FAQ
Is there an example (or recommendation) on how to process (transform)
and query large xml file

Scenario is the following
a) have hierarchical XML with 5 level deep hierarchy (meaning max 4
nodes underneath a level 1 node). Each node can contain up to 50
values, and around 100 attributes

b) file size is about 40 GB , there are up to 100 files like that with
expected processing time per file 2 hours per file ( use case c-1
below), and all 100 files are processed concurrently. No relationship
across files and overhead of 'starting' a c-1 processing is about 10
minutes


c) Two types of processing
    1) CSV output as result of transfromations (where transformation
looks at one level 1 node (and its children) at a time. CSV expected
to be around 1GB in size per each 40GB xml.

    2) adhoc query capability


Another question (not relevant to cascalog per say -- but will
appreciate thoughts -- on the sizing of the cluster for to finish the
100 files under 4 hours.


thank you in advance

Search Discussions

  • Paul Lam at Mar 25, 2012 at 8:54 am
    The problem here is that XML is multi-line. Easiest way I can think of is
    just to pre-process the files so that the XML are one node per line before
    dumping onto HDFS. Then use a XML parsing library as you read it in line by
    line with hfs-textline.

    About the cluster size needed, you said 2 hr per file. You have 100 files.
    So 50 machines?


    On Saturday, March 24, 2012 11:57:36 PM UTC, vladislav p wrote:

    Is there an example (or recommendation) on how to process (transform)

_Dataset excerpts_
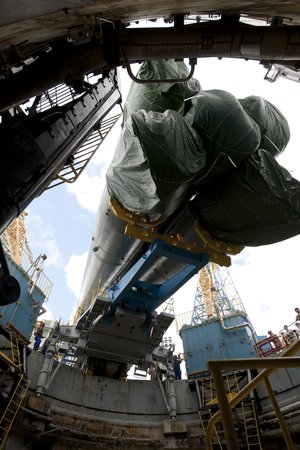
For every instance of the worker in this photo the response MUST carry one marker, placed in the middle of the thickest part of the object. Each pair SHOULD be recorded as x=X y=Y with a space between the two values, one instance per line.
x=289 y=335
x=297 y=330
x=38 y=336
x=177 y=370
x=275 y=341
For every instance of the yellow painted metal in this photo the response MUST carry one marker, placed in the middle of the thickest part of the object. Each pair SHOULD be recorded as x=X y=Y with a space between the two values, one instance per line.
x=16 y=237
x=269 y=366
x=284 y=428
x=251 y=425
x=140 y=227
x=8 y=417
x=205 y=417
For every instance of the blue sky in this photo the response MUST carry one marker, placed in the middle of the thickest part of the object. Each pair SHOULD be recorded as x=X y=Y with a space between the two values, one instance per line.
x=61 y=221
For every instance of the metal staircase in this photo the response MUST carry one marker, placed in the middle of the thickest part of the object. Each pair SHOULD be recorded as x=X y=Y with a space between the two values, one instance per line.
x=251 y=427
x=205 y=416
x=14 y=401
x=12 y=366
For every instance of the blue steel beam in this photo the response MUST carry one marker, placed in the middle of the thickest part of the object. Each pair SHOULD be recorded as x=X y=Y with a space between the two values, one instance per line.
x=133 y=293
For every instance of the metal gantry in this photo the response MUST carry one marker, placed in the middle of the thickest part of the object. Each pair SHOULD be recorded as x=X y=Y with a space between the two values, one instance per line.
x=215 y=288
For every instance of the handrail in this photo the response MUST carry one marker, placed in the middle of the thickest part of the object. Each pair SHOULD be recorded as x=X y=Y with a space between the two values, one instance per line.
x=269 y=366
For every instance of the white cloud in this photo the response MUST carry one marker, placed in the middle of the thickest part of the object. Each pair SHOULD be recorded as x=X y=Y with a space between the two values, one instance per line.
x=87 y=190
x=74 y=272
x=48 y=315
x=41 y=237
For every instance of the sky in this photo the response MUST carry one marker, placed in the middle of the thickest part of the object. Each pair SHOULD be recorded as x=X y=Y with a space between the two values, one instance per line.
x=61 y=221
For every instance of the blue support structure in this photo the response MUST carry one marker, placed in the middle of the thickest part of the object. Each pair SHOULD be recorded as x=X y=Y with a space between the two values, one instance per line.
x=135 y=294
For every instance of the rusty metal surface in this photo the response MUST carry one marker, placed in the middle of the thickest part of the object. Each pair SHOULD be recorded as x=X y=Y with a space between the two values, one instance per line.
x=30 y=21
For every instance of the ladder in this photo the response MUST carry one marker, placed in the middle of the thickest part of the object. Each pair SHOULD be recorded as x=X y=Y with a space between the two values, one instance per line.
x=207 y=391
x=251 y=427
x=12 y=407
x=205 y=416
x=15 y=351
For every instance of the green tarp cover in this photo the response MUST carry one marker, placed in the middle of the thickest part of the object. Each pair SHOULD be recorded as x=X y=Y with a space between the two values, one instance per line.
x=157 y=159
x=229 y=134
x=274 y=128
x=255 y=204
x=160 y=97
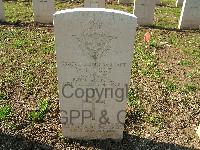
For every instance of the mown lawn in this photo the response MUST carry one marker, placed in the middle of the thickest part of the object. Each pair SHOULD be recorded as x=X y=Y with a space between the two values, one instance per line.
x=164 y=99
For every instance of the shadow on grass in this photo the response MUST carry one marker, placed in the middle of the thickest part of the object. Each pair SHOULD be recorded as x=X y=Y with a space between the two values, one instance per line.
x=171 y=29
x=128 y=143
x=17 y=142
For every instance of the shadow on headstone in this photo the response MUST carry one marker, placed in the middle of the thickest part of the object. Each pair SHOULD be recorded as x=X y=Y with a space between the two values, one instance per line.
x=129 y=142
x=18 y=142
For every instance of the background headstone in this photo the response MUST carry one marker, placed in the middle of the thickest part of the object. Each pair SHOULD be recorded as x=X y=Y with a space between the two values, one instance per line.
x=144 y=11
x=2 y=17
x=94 y=3
x=179 y=3
x=125 y=1
x=158 y=2
x=190 y=15
x=94 y=50
x=43 y=10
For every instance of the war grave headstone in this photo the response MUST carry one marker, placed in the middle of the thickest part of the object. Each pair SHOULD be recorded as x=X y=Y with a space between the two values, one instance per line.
x=190 y=15
x=158 y=2
x=94 y=50
x=2 y=17
x=144 y=10
x=125 y=1
x=94 y=3
x=43 y=10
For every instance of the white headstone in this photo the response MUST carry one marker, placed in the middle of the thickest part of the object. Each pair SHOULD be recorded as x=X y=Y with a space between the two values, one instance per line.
x=125 y=1
x=94 y=3
x=144 y=10
x=2 y=17
x=198 y=131
x=94 y=49
x=179 y=3
x=43 y=10
x=190 y=15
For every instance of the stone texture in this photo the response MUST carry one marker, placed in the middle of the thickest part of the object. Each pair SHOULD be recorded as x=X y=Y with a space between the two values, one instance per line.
x=43 y=10
x=94 y=50
x=2 y=17
x=179 y=3
x=144 y=10
x=190 y=15
x=94 y=3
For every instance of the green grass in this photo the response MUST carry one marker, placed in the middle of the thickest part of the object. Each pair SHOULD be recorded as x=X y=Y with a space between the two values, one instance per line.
x=5 y=112
x=165 y=73
x=38 y=115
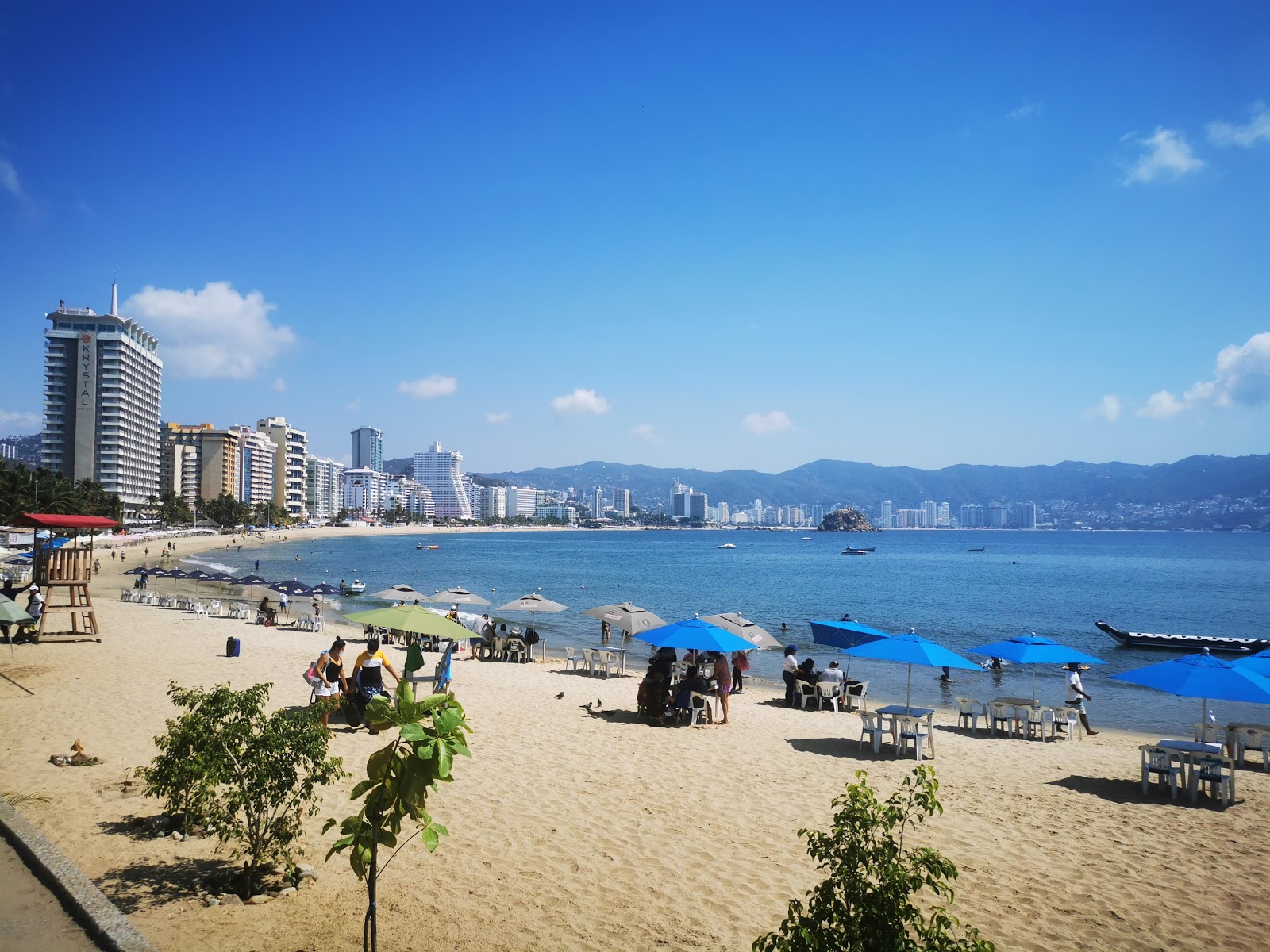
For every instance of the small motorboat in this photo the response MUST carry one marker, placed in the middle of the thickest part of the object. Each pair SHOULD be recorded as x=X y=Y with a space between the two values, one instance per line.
x=1184 y=643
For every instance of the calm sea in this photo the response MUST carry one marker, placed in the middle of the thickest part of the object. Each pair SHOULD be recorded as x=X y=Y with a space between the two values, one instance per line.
x=1051 y=583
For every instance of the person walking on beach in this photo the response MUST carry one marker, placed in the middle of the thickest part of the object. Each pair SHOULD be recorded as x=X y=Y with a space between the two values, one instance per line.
x=789 y=672
x=1077 y=696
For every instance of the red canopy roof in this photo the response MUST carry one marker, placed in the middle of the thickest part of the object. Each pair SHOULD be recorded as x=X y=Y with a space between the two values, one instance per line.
x=65 y=522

_What to produce_
Return the stretch of the thread on processing large XML files from "Search Discussions" through "So 50 machines?", copied word for word.

_Exercise output_
Search Discussions

  • Paul Lam at Mar 25, 2012 at 8:54 am
    The problem here is that XML is multi-line. Easiest way I can think of is
    just to pre-process the files so that the XML are one node per line before
    dumping onto HDFS. Then use a XML parsing library as you read it in line by
    line with hfs-textline.

    About the cluster size needed, you said 2 hr per file. You have 100 files.
    So 50 machines?